I'm not a go user, but this strikes me as an over-reaction. If your code is only correct with a specific patch release, then it really is your business to make that so. If someone downstream wants to use library_method_broadly_correct and not library_method_correct_only_with_latest, then downstream should patch your source to allow them to do something unsupported. That becomes their problem. If this is likely to be a significant problem that will affect many users, then this is a codesmell warning you that you've probably got two libraries which you're just jumbling together into one: the solution isn't to falsely gate a safe function behind a high dependency version, nor to falsely release a function to people who can't use it safely, but to publish each with its own requirements expressly stated.
Aurornis 2 days ago [-]
That part struck me as well. I agree with the premise that the field should represent the minimum supported version, but I don’t understand the argument that it shouldn’t be set to the minimum supported version that works. That’s the point of a minimum supported version field.
EdwardDiego 1 days ago [-]
I'm struggling to think of a scenario where bumping the minimum Go version you support would be essential to fixing a bug though, because that would imply a massive Golang bug and AFAIK it's pretty stable.

## Information supplied
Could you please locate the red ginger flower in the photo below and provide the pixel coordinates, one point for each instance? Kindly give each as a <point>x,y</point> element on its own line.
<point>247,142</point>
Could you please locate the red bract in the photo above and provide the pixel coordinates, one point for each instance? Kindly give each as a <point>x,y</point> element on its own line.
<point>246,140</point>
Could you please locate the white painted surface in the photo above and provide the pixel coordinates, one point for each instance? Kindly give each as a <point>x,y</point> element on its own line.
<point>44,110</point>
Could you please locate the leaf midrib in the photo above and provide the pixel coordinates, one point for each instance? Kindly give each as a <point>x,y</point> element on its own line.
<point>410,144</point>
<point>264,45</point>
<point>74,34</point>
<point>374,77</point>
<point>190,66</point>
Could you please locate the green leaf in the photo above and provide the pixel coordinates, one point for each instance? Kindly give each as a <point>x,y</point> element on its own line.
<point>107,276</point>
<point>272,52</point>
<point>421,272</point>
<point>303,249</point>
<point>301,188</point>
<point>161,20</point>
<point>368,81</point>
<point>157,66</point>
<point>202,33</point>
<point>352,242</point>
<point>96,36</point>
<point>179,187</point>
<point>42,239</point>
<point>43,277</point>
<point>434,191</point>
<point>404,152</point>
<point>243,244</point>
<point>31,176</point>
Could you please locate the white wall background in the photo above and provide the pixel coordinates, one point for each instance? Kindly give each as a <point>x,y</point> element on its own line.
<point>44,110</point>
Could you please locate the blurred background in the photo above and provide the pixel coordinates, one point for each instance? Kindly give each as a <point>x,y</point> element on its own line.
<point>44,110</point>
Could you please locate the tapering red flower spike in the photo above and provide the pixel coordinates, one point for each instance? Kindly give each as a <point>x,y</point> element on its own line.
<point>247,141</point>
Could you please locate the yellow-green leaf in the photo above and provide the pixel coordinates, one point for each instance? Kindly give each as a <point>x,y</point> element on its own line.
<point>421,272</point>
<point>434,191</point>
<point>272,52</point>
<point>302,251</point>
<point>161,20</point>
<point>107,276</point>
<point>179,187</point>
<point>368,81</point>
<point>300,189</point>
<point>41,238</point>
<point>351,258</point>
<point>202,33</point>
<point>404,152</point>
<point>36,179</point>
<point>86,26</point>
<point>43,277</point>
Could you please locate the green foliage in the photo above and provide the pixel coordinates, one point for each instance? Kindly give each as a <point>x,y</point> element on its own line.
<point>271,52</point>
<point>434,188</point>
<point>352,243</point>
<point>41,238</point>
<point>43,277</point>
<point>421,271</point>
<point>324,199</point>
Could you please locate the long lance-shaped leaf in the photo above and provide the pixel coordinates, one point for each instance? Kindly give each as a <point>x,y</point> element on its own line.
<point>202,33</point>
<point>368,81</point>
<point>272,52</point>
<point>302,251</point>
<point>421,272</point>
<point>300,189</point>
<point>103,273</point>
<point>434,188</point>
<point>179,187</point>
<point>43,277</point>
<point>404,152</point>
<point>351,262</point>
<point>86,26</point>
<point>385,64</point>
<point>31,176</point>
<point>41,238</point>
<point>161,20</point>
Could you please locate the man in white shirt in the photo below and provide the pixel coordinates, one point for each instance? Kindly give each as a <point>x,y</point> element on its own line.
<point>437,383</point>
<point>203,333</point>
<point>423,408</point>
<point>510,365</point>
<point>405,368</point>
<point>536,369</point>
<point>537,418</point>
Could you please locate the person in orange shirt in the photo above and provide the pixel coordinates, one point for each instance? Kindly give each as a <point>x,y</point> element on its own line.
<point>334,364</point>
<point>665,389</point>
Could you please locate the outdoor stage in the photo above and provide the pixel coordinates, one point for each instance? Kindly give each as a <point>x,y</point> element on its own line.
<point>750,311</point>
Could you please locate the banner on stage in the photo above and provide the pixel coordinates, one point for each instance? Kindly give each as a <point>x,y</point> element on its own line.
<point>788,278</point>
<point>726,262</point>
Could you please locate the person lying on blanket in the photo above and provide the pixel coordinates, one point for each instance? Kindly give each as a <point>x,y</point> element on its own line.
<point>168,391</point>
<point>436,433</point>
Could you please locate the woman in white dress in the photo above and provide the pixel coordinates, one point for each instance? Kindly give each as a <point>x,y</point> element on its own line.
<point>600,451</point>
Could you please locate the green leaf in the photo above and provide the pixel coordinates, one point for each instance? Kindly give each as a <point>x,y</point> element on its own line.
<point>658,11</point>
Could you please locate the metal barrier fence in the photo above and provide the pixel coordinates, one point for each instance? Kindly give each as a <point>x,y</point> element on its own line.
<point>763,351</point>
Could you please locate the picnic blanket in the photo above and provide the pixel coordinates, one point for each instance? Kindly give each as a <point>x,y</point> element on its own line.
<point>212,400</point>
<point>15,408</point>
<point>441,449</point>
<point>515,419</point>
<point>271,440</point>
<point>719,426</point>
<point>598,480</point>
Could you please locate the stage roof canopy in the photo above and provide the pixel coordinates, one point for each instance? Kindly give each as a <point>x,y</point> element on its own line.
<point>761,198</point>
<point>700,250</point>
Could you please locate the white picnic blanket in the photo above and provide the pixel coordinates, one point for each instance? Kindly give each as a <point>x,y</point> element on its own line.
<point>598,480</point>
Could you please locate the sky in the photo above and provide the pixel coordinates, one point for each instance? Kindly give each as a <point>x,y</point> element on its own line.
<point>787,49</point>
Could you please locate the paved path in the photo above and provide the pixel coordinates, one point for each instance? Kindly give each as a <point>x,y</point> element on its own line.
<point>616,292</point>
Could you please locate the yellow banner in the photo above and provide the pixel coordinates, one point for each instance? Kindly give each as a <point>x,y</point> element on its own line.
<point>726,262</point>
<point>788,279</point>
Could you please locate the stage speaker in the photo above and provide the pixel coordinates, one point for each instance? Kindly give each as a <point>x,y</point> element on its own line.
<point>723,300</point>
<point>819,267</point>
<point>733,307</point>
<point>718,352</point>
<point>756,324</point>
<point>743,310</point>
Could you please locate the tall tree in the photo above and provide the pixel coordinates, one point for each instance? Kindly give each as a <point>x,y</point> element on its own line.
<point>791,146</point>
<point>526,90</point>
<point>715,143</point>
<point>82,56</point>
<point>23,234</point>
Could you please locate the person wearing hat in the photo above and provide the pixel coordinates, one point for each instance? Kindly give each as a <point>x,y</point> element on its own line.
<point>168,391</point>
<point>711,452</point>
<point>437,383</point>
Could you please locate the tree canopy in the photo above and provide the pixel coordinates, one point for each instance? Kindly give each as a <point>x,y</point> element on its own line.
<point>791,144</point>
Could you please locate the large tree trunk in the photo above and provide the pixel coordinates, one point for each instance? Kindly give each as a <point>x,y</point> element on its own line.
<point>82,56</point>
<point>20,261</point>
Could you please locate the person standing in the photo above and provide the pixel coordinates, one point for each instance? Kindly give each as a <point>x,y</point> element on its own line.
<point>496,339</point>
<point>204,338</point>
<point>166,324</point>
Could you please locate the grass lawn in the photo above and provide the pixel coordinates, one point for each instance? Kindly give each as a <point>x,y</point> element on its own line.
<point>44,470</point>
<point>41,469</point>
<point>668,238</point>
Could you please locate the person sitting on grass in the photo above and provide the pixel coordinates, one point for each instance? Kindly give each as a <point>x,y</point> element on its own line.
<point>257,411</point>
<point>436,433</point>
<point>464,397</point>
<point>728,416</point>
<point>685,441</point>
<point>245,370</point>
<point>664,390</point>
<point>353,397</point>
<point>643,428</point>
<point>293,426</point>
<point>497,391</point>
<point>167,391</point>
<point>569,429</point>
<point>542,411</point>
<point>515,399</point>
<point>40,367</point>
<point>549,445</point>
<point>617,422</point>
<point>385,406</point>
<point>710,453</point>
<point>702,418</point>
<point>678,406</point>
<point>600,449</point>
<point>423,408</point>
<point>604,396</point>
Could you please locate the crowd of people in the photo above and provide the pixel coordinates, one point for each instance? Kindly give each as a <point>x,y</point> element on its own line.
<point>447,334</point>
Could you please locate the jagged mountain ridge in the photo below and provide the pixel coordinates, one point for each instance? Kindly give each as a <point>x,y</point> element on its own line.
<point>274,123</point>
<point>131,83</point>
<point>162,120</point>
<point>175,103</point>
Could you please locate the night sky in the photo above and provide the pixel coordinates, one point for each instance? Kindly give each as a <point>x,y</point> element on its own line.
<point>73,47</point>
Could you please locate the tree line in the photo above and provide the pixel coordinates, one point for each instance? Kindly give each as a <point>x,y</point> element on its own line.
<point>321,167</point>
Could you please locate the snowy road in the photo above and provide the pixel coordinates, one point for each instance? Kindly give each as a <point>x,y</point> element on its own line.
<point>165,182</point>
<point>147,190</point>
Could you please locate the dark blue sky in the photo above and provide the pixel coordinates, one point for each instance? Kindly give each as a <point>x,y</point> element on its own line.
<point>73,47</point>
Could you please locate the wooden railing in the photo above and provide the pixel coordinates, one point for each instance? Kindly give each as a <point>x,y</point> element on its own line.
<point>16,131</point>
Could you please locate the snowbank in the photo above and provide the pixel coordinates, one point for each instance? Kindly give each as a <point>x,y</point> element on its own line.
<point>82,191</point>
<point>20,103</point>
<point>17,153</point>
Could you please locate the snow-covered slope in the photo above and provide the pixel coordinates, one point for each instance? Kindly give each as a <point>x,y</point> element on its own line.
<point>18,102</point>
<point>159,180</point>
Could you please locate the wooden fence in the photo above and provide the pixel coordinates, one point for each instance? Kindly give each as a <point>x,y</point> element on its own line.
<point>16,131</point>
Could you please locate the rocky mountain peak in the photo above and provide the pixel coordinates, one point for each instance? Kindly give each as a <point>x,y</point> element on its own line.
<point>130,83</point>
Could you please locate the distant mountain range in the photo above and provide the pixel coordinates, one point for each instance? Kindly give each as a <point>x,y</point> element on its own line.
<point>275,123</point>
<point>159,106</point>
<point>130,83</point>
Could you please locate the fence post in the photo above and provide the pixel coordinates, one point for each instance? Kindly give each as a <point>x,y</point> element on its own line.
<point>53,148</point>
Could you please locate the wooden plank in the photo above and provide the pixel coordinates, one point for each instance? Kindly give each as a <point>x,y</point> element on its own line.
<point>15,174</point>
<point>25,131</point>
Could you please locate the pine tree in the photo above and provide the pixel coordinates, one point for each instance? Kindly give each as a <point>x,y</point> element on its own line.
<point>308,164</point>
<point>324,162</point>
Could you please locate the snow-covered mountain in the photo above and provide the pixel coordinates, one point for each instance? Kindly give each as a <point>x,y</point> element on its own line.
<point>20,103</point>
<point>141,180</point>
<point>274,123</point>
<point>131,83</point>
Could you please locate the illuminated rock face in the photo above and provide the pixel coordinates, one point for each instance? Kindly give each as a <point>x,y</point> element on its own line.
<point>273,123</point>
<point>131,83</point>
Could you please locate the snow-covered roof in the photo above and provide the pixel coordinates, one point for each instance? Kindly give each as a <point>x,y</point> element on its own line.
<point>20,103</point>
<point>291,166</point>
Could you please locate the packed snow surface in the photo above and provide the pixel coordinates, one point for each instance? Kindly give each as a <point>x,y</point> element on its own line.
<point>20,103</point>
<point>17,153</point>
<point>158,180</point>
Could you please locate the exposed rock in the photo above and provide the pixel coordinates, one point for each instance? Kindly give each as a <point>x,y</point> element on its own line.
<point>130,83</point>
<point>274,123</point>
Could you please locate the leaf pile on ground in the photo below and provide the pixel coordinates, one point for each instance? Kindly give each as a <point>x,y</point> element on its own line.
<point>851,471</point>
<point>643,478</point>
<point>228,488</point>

## Exercise instructions
• 1. From the discussion about minimum Go versions, return the passage between "EdwardDiego 1 days" and "it's pretty stable.", inclusive.
• 2. In the discussion about minimum Go versions, condense the paragraph beginning "That part struck me as well" into a shorter version that keeps its main points.
• 3. Write what comes next in the discussion about minimum Go versions, starting after its final sentence.

## Results of the exercise
• 1.
EdwardDiego 1 days ago [-]
I'm struggling to think of a scenario where bumping the minimum Go version you support would be essential to fixing a bug though, because that would imply a massive Golang bug and AFAIK it's pretty stable.

• 2. The writer was also struck by that point. They accept that the field should state the minimum supported version. However, they do not see why it should not be set to the lowest version that actually works, because that is the purpose of such a field.

• 3.
And if it was a massive Golang bug, then maybe everyone needs to upgrade anyway.
billsmithaustin 25 minutes ago [-]
Or not a Golang bug at all but rather a new Golang feature that the developer chose to use rather than trying to be backward compatible with some older Golang versions.
boomlinde 1 days ago [-]
I think "minimum supported version" is a specific enough qualifier on its own. Whether or not it works on my favorite earlier version, actually supporting that version and making sure to maintain compatibility is more work for the maintainer.
howardjohn 2 days ago [-]
I can admit that part was maybe a bit extreme :) fortunately in practice this would be a pretty rare situation IME due to how compatible Go is across versions.
(Blog author)
frizlab 19 hours ago [-]
I’m afraid setting a version lower than the one you’re using means you have to setup a CI of some kind to verify compilation does indeed work for previous versions of go.
Maybe that’s why some author do not bother and put the version they are using (though I do agree it is a bad practice indeed).
vogelke 1 days ago [-]
Thank you for this article. If I want to be told when to upgrade, I know where to shop, i.e. Bill's Bloatware in Redmond.
websap 2 days ago [-]
Yeah, sounds like a skill issue.
amiga386 2 days ago [-]
How your go.mod should look:
go 1.24.0
toolchain go1.25.7
"This module compiles with the language and runtime of go 1.24 and later, but I recommend you use at least go release 1.25.7"
In other ecosystems, I could see how this could be a problem, but I don’t think I’ve ever had a problem with a Go upgrade.
What’re the actual, practical results of a package pushing you towards a higher go version that you wouldn’t otherwise have adopted right away? Why is this actually important to avoid beyond “don’t tell me what to do”?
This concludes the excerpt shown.